* The request *
Copy out the boating forum thread below word for word, with every line kept as it appears.

* Page excerpt *
════

I remember being stranded 20 miles out in the bay. We called the coast Gaurd and because we were not in immediate distress they simply told us to call tow boat us, which took 4 hours to get out there because they already were towing other boats in. Regardless the coast guard knew we were out there and our location and would have sent the Calvary had our situation/status changed.

If you are gonna play on the bay including the backwater swamps make sure you have a marine radio, spare everything, flares, push pole, extra anchor, charged cell, tow rope. 

Again, glad u made it out safe, but please note that finding someone available on a mid day Thursday's is kind of tough and nobody would have left u out there including me and I would have helped had I not been working and not in the area.
Good luck this weekend.


----------



## Far Beyond Driven (Jan 23, 2006)

You can be as prepared as you want and #[email protected]# still happens. I just missed sucking a tarp into my outdrive 17 miles out into Lake Michigan once - caught my downrigger cable and spun us around.


----------



## just ducky (Aug 23, 2002)

════

* Data provided *
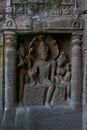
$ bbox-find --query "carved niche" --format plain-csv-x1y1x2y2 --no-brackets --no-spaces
17,35,71,106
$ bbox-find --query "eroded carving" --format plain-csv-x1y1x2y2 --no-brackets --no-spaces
18,35,71,106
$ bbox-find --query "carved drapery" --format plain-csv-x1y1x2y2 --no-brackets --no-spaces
71,34,82,107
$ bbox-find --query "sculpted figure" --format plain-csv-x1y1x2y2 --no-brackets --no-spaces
35,39,55,105
25,48,37,86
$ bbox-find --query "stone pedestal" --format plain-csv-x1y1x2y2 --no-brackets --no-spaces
71,34,82,108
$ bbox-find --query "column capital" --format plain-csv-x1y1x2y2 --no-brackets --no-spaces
72,33,82,46
4,31,16,47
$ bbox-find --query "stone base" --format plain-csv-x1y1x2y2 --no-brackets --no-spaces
14,107,82,130
1,109,16,130
23,85,46,106
54,86,65,105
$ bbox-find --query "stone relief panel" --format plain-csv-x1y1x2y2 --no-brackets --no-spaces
17,35,71,106
9,0,83,32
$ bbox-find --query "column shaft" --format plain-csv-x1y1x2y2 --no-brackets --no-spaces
5,34,17,108
71,35,82,107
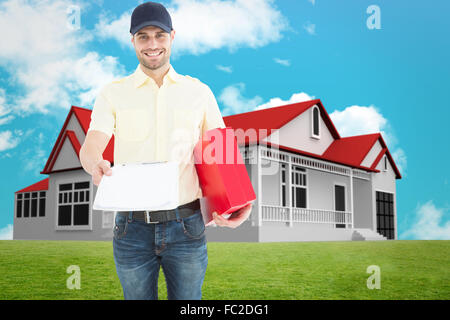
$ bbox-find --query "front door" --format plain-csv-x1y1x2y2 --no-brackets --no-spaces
334,184,345,228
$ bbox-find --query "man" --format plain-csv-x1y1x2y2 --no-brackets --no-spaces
80,2,252,299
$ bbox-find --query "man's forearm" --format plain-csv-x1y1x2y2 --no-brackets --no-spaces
80,144,103,176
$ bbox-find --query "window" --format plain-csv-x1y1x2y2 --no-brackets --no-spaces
311,106,320,139
16,191,47,218
57,181,90,226
376,191,395,239
291,166,307,208
281,163,287,207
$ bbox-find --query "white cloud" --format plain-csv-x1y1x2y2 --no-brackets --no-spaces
399,201,450,240
216,64,233,73
0,224,13,240
273,58,291,67
256,92,315,110
330,105,407,175
0,88,14,126
0,0,123,115
96,0,288,59
330,105,387,137
303,22,316,35
218,83,262,116
218,83,315,115
0,130,20,152
95,8,131,50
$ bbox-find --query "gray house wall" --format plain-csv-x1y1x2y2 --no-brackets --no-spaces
13,169,113,240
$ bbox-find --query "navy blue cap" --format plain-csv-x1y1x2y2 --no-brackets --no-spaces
130,1,173,35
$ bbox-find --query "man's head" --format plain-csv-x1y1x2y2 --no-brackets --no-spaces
130,2,175,70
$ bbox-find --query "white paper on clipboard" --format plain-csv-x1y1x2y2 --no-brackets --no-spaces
93,161,179,211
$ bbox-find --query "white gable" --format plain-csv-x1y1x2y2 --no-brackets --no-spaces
52,137,81,170
361,140,383,168
52,113,86,170
265,107,334,155
66,113,86,145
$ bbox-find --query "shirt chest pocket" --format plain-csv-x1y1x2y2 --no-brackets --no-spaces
116,108,151,141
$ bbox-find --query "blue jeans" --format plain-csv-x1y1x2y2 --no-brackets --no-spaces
113,210,208,300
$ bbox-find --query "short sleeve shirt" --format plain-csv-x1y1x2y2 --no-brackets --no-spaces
88,65,225,205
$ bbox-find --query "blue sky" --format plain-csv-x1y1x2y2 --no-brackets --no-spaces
0,0,450,239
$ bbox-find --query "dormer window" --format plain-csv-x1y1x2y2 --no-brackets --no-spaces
311,106,320,139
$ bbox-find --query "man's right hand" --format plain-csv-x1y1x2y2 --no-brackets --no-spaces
92,159,112,187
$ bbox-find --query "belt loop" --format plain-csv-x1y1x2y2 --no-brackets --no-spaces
175,207,181,222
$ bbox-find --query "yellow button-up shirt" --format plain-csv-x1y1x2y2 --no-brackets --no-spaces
88,65,225,205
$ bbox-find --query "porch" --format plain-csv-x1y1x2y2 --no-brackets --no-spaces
261,205,353,229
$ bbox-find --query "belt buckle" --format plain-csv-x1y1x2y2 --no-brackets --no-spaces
144,210,159,223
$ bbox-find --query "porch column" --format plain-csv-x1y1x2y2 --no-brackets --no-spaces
286,156,294,227
350,168,355,229
256,144,262,227
250,144,262,226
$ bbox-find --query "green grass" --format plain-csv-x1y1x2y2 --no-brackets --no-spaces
0,240,450,300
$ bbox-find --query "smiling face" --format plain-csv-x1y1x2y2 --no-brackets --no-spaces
131,26,175,70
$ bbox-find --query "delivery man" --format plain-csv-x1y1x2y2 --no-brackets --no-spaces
80,2,252,299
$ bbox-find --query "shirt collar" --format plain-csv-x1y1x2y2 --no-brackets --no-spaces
133,64,182,88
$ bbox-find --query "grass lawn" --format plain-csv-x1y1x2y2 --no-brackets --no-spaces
0,240,450,300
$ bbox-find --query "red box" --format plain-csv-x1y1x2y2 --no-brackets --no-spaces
194,128,256,223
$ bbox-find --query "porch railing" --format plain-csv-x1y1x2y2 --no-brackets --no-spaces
262,205,352,227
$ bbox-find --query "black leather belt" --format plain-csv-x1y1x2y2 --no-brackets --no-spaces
117,199,200,223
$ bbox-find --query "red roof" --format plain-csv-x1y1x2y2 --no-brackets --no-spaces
223,99,340,144
41,106,114,174
223,99,401,179
17,99,401,192
15,178,49,193
322,133,380,166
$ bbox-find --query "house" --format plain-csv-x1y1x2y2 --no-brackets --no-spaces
14,99,401,242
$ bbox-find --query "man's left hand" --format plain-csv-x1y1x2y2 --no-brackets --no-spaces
213,202,253,229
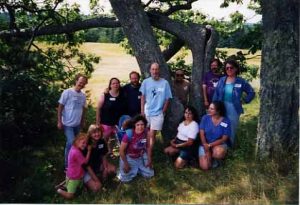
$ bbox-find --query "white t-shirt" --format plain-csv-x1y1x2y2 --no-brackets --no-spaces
177,121,199,141
58,88,86,127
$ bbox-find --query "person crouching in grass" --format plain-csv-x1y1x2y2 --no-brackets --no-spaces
84,124,116,187
57,133,98,199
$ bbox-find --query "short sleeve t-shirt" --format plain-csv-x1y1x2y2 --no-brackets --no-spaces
176,121,199,141
140,77,172,116
200,115,231,143
122,132,147,158
58,88,86,127
67,145,87,180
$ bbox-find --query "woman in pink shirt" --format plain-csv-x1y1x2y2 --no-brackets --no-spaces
57,133,100,199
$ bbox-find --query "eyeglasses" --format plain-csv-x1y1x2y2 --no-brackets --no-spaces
226,66,234,70
176,74,184,77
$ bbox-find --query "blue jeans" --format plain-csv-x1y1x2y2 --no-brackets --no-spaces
224,102,240,146
117,153,154,182
64,125,80,168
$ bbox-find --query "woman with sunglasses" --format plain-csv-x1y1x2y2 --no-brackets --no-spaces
213,59,255,145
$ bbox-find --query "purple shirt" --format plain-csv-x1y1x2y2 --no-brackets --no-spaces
67,145,87,179
122,132,147,158
202,71,222,103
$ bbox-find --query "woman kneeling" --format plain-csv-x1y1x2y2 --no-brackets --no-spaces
199,101,230,170
118,115,154,182
164,106,199,169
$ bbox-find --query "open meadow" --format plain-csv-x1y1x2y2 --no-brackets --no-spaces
3,43,299,204
81,43,260,104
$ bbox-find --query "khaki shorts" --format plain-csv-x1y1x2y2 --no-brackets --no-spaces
146,113,164,131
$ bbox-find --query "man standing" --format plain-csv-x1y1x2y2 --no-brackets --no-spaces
173,69,190,106
57,74,88,169
140,63,172,166
123,71,142,117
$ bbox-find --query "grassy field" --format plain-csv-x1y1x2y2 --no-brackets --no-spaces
81,43,260,104
5,43,299,204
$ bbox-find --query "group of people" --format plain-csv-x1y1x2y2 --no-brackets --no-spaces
57,59,255,198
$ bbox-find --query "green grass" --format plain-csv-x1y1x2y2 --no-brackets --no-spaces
2,99,299,204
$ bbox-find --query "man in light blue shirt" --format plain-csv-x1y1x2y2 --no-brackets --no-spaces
140,63,172,166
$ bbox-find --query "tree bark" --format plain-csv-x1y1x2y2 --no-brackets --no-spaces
110,0,183,138
257,0,299,164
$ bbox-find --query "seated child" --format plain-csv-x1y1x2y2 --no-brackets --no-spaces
57,133,91,199
84,124,116,185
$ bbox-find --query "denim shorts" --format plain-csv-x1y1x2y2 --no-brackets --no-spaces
117,153,154,182
198,143,228,157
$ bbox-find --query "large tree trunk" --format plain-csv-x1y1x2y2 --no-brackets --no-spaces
257,0,299,165
110,0,183,138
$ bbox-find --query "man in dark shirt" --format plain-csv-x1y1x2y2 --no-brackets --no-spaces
123,71,142,117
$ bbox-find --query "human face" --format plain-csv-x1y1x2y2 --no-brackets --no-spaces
110,79,120,90
75,76,87,92
130,73,140,87
150,63,159,80
210,61,219,73
134,120,145,134
175,70,184,82
184,109,193,121
76,138,87,150
91,130,102,142
225,63,237,77
208,103,217,116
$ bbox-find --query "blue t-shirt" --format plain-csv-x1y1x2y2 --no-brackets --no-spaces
140,77,172,116
200,115,231,144
123,83,142,117
224,83,234,102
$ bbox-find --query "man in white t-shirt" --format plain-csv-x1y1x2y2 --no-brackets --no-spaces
57,74,88,169
140,63,172,166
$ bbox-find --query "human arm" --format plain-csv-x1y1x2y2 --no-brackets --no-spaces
57,103,64,130
146,133,153,168
202,84,209,107
199,129,210,153
141,95,145,116
96,94,105,125
80,107,86,127
86,166,99,181
162,99,170,114
120,141,130,173
243,80,255,103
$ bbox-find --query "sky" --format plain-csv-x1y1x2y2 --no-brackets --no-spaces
66,0,261,23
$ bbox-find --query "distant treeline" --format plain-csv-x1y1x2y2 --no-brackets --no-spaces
84,24,260,49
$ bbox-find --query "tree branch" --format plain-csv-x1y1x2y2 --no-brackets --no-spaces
162,38,184,62
0,17,120,39
163,0,197,16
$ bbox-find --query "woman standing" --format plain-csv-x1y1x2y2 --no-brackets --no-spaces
199,101,230,170
213,59,255,145
96,78,126,158
164,106,199,169
118,115,154,182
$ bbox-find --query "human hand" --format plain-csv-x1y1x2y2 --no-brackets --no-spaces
124,162,131,173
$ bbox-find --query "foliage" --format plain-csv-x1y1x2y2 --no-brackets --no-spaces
0,98,299,204
0,1,100,150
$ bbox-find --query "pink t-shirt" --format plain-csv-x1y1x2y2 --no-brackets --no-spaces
122,132,147,158
67,145,87,179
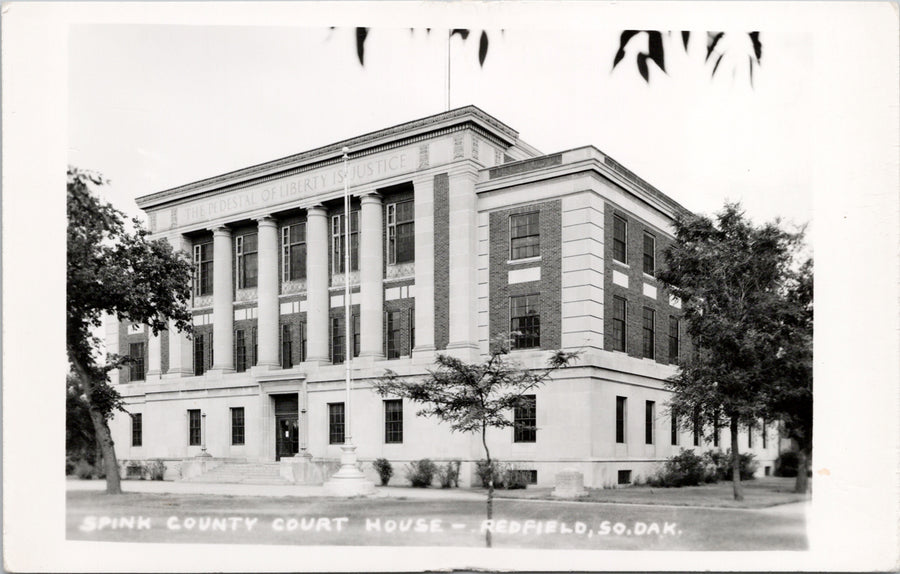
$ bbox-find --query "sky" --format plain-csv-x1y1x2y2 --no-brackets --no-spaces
68,18,814,236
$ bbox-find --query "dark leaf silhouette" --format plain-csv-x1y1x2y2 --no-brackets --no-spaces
356,28,369,66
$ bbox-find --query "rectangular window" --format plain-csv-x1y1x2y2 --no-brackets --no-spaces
234,329,247,373
328,403,344,444
188,409,200,446
384,399,403,444
194,243,213,295
234,233,259,289
513,395,537,442
331,317,344,365
331,211,359,274
613,297,625,352
644,231,656,275
131,413,144,446
384,311,400,359
281,223,306,281
281,323,294,369
194,333,206,377
387,201,416,264
509,294,541,349
669,316,679,363
613,215,628,263
643,307,656,359
128,343,144,381
231,407,244,444
616,397,627,444
509,212,541,260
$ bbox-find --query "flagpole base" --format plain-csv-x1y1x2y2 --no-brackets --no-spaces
324,444,375,497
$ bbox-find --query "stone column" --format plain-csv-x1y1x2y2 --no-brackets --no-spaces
256,216,279,368
306,205,330,363
212,225,234,372
446,166,478,359
413,175,434,361
359,193,384,360
163,235,194,379
146,328,162,381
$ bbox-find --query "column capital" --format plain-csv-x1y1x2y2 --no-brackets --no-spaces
306,203,328,217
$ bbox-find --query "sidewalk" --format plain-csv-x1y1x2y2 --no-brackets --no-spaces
66,480,484,500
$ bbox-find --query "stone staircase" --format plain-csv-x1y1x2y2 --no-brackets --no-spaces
184,462,291,484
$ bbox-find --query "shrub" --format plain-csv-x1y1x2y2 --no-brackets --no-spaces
372,458,394,486
475,459,503,488
775,450,800,477
406,458,437,488
147,458,166,480
647,450,706,487
438,460,462,488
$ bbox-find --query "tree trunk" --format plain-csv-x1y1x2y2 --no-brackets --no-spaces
794,446,809,494
481,424,494,548
731,415,744,500
69,353,122,494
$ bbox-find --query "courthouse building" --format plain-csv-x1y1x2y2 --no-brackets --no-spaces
107,106,778,487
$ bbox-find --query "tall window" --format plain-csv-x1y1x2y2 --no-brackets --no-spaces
644,231,656,275
384,311,400,359
188,409,200,446
509,294,541,349
331,211,359,273
234,329,247,373
328,403,344,444
513,395,537,442
613,297,625,352
231,407,244,444
234,233,259,289
509,212,541,259
384,399,403,444
128,343,144,381
616,397,627,444
281,323,294,369
281,223,306,281
131,413,144,446
387,201,416,264
194,333,205,376
644,307,656,359
194,243,213,295
613,215,628,263
669,316,679,363
331,317,344,364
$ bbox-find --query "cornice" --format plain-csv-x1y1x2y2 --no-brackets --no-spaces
137,106,519,209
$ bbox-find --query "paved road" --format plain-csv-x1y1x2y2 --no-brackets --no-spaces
67,482,807,550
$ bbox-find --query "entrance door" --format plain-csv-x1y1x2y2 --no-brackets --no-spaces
275,415,300,460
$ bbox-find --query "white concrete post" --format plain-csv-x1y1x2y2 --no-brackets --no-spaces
256,216,279,368
306,205,329,363
212,226,234,372
358,193,384,360
413,175,434,357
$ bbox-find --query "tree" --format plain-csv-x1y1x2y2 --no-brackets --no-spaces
658,204,802,500
374,341,578,547
66,166,191,494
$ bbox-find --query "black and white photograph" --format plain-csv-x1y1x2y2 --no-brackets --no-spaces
3,2,900,572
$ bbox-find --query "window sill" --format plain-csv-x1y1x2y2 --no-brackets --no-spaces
506,255,541,265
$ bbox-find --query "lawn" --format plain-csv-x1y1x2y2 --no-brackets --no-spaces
66,491,807,550
496,477,809,508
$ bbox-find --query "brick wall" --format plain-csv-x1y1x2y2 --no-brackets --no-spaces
434,173,450,351
489,200,562,349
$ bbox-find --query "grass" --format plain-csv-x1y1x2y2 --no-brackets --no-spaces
495,477,809,508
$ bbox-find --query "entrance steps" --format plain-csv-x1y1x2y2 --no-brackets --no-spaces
183,462,292,484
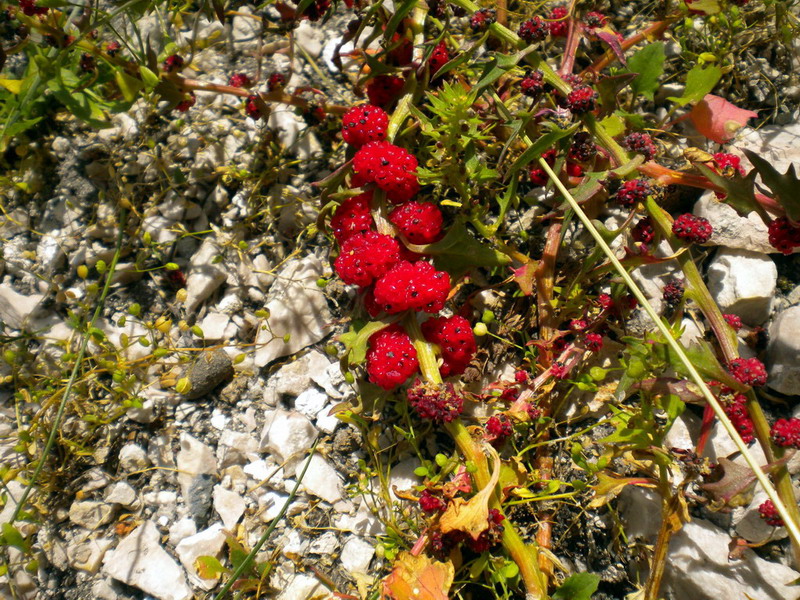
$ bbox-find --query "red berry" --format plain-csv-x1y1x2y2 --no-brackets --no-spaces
769,417,800,449
728,358,767,386
758,500,785,527
622,131,656,160
548,6,569,37
767,217,800,256
367,75,406,106
419,490,445,514
331,192,373,244
583,10,608,29
175,92,197,112
370,260,450,314
267,73,286,92
422,315,478,377
661,279,683,306
428,41,450,78
567,131,597,163
583,333,603,352
408,379,464,423
519,71,544,98
353,141,419,203
672,213,714,244
517,17,548,44
614,179,653,206
342,104,389,148
566,85,598,114
333,231,400,287
367,324,419,390
469,8,497,31
164,54,184,73
631,217,656,244
528,148,556,187
722,315,742,331
389,202,442,244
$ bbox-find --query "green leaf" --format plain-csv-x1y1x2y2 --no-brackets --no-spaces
553,573,600,600
744,150,800,222
409,221,510,275
668,65,722,106
628,42,666,100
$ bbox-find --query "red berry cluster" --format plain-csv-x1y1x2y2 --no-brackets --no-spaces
769,417,800,450
767,217,800,256
342,104,389,148
728,358,767,387
408,380,464,423
622,131,656,160
566,85,598,114
661,279,683,307
548,6,569,37
517,17,548,44
672,213,714,244
367,324,419,390
422,315,477,377
469,8,497,31
614,179,653,206
758,500,785,527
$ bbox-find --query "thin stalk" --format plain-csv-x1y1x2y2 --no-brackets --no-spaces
539,158,800,546
214,437,319,600
8,208,128,523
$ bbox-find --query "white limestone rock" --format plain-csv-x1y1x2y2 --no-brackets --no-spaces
103,521,192,600
767,306,800,394
708,248,778,325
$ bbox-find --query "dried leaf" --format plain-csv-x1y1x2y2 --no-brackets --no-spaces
689,94,758,144
439,446,500,540
381,552,455,600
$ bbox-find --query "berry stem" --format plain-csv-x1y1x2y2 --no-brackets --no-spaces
539,158,800,547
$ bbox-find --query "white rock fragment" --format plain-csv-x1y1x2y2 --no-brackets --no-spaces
341,537,375,575
767,306,800,394
708,248,778,325
103,521,192,600
255,256,331,367
260,409,317,463
69,500,115,529
178,433,217,498
119,444,150,473
185,239,228,313
297,454,342,504
175,523,226,590
213,485,247,532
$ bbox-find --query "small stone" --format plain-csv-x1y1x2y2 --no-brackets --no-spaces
255,256,331,367
341,537,375,575
767,306,800,395
119,444,150,473
67,538,114,573
213,485,247,531
183,349,233,400
175,523,226,590
708,248,778,325
106,481,138,507
103,521,193,600
187,473,216,527
297,454,342,504
260,409,317,463
69,500,116,529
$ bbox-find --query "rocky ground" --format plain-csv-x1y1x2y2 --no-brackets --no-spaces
0,1,800,600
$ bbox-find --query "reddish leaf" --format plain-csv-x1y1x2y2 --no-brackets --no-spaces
689,94,758,144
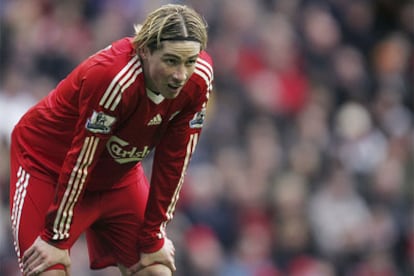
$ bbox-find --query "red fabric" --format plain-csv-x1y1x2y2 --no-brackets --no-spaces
13,38,213,252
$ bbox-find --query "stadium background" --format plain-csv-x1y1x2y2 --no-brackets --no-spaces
0,0,414,276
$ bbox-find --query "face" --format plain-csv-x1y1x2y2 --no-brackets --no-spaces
140,41,200,99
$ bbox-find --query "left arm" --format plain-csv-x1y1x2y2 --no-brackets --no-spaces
139,90,208,253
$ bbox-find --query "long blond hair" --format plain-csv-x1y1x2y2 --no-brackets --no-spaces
133,4,207,51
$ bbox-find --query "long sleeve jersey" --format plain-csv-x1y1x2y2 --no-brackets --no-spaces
13,38,213,252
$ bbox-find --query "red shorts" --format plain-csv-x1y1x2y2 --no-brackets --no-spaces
10,144,149,269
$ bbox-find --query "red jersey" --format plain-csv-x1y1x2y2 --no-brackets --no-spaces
13,38,213,251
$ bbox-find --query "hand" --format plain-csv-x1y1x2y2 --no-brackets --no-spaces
23,237,70,276
129,238,176,275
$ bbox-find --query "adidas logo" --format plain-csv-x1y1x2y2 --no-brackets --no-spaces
147,114,162,126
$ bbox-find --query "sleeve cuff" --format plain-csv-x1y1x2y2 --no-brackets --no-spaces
139,238,165,253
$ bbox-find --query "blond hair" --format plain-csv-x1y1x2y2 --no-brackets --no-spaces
133,4,207,51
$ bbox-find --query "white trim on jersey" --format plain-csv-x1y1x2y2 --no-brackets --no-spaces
11,166,30,271
99,55,142,111
52,136,99,240
194,58,214,91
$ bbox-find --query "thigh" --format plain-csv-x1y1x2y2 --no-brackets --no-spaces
86,169,149,269
10,164,55,264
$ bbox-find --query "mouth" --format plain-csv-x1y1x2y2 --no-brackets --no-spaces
168,84,182,90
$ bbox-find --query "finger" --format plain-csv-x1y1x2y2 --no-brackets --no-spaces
22,246,35,262
23,251,39,270
23,254,42,275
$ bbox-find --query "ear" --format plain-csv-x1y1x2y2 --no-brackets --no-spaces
138,46,150,59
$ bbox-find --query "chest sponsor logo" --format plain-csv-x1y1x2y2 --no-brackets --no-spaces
147,114,162,126
85,111,115,134
190,108,206,128
106,136,150,164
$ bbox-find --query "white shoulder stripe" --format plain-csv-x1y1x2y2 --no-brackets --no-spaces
194,58,214,91
197,58,213,75
99,56,141,108
109,68,142,111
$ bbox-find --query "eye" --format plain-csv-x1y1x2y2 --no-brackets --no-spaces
164,58,178,66
185,59,197,66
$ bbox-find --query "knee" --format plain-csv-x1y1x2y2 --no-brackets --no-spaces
136,264,172,276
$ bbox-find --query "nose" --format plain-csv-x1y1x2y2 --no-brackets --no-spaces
173,64,187,83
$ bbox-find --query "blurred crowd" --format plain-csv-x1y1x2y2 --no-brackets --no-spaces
0,0,414,276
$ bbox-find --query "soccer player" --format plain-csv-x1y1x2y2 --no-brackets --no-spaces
10,4,213,275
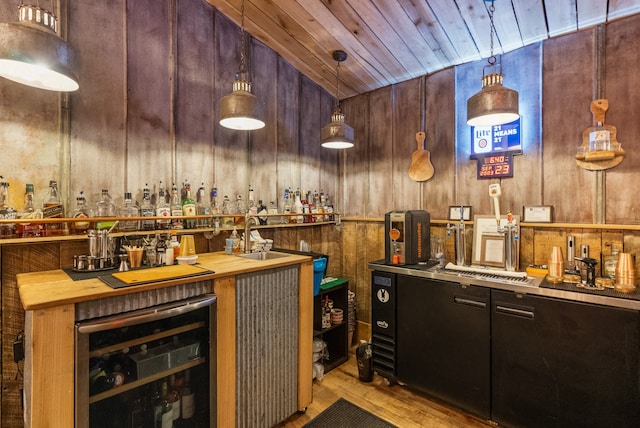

════

* Answer to the task *
I remember being stranded 20 miles out in the bay. We called the coast Gaurd and because we were not in immediate distress they simply told us to call tow boat us, which took 4 hours to get out there because they already were towing other boats in. Regardless the coast guard knew we were out there and our location and would have sent the Calvary had our situation/status changed.

If you are gonna play on the bay including the backwater swamps make sure you have a marine radio, spare everything, flares, push pole, extra anchor, charged cell, tow rope. 

Again, glad u made it out safe, but please note that finding someone available on a mid day Thursday's is kind of tough and nobody would have left u out there including me and I would have helped had I not been working and not in the area.
Good luck this weekend.


----------



## Far Beyond Driven (Jan 23, 2006)

You can be as prepared as you want and #[email protected]# still happens. I just missed sucking a tarp into my outdrive 17 miles out into Lake Michigan once - caught my downrigger cable and spun us around.


----------



## just ducky (Aug 23, 2002)